◆ Exercise requirements: Repeat the material below word for word, from its first line through the line holding "POLYGON ((230 246, 219", inclusive.

◆ Data shown:
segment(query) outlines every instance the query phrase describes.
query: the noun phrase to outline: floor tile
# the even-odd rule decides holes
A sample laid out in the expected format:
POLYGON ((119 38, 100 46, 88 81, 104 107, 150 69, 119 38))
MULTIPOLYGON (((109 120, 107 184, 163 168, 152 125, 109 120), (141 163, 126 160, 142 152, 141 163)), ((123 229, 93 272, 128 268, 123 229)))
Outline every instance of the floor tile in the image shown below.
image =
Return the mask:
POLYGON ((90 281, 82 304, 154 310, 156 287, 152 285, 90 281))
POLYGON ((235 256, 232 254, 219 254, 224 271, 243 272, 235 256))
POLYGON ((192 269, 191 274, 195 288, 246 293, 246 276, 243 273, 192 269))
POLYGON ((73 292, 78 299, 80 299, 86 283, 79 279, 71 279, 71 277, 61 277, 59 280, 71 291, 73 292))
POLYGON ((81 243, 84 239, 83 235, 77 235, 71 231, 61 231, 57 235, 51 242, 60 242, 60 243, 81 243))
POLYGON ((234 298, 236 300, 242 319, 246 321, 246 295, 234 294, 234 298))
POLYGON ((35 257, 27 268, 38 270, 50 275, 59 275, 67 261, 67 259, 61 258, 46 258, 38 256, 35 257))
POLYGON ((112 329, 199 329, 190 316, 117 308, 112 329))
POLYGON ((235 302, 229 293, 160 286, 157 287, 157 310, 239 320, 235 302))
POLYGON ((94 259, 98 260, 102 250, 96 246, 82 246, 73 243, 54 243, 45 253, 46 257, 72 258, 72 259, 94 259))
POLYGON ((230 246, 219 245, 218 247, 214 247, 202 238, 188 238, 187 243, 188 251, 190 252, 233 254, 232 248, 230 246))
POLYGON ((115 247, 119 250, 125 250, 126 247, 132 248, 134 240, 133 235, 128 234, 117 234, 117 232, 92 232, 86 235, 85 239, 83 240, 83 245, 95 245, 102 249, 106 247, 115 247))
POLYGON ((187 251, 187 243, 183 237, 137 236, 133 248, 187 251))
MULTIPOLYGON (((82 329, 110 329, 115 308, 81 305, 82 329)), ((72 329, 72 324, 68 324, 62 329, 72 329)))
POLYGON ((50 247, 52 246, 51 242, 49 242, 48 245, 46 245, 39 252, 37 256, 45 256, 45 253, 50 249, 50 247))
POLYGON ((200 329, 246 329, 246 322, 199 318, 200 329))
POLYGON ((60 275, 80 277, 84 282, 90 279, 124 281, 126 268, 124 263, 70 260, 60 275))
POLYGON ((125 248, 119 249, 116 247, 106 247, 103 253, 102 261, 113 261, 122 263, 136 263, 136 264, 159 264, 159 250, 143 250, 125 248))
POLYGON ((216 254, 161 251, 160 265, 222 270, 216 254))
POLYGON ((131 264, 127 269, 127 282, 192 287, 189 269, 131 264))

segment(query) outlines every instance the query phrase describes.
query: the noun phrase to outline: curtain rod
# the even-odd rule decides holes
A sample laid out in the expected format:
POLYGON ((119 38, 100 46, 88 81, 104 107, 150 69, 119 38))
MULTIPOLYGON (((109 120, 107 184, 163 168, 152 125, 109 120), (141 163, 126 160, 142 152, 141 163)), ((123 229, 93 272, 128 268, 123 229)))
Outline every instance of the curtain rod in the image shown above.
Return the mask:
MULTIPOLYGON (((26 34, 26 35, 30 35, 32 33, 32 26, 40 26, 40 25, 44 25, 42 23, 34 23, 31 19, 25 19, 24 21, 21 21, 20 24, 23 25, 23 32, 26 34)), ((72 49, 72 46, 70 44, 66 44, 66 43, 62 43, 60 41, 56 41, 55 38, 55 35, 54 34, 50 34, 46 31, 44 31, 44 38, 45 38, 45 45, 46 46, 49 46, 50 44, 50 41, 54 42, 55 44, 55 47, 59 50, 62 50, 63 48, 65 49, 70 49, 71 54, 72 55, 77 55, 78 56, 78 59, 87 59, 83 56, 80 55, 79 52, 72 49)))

◆ Exercise answer:
segment(query) outlines every instance the query phrase describes.
query: the noun phrase to outline: floor tile
# the even-odd rule decides holes
A sample laid out in the expected format:
POLYGON ((119 38, 100 46, 88 81, 104 107, 150 69, 119 38))
MULTIPOLYGON (((109 120, 107 184, 163 168, 152 125, 109 120), (141 163, 126 160, 142 152, 141 163)), ((123 229, 93 272, 128 268, 123 229)))
Outline every instance of the floor tile in the image shown below.
image =
Return the mask:
POLYGON ((90 281, 82 304, 154 310, 156 287, 152 285, 90 281))
POLYGON ((235 256, 232 254, 219 254, 224 271, 243 272, 235 256))
POLYGON ((192 269, 191 274, 195 288, 246 293, 246 276, 243 273, 192 269))
POLYGON ((73 292, 78 299, 80 299, 86 283, 79 279, 71 279, 71 277, 61 277, 59 280, 71 291, 73 292))
POLYGON ((81 243, 84 239, 83 235, 77 235, 71 231, 61 231, 57 235, 51 242, 60 242, 60 243, 81 243))
POLYGON ((234 298, 236 300, 242 319, 246 321, 246 295, 234 294, 234 298))
POLYGON ((35 257, 27 268, 38 270, 50 275, 59 275, 67 261, 67 259, 61 258, 46 258, 38 256, 35 257))
POLYGON ((112 329, 199 329, 190 316, 117 308, 112 329))
POLYGON ((235 302, 229 293, 160 286, 157 287, 157 310, 239 320, 235 302))
POLYGON ((94 259, 98 260, 102 250, 96 246, 82 246, 73 243, 54 243, 45 253, 46 257, 72 258, 72 259, 94 259))
POLYGON ((230 246, 219 245, 218 247, 214 247, 202 238, 188 238, 187 243, 188 251, 190 252, 233 254, 232 248, 230 246))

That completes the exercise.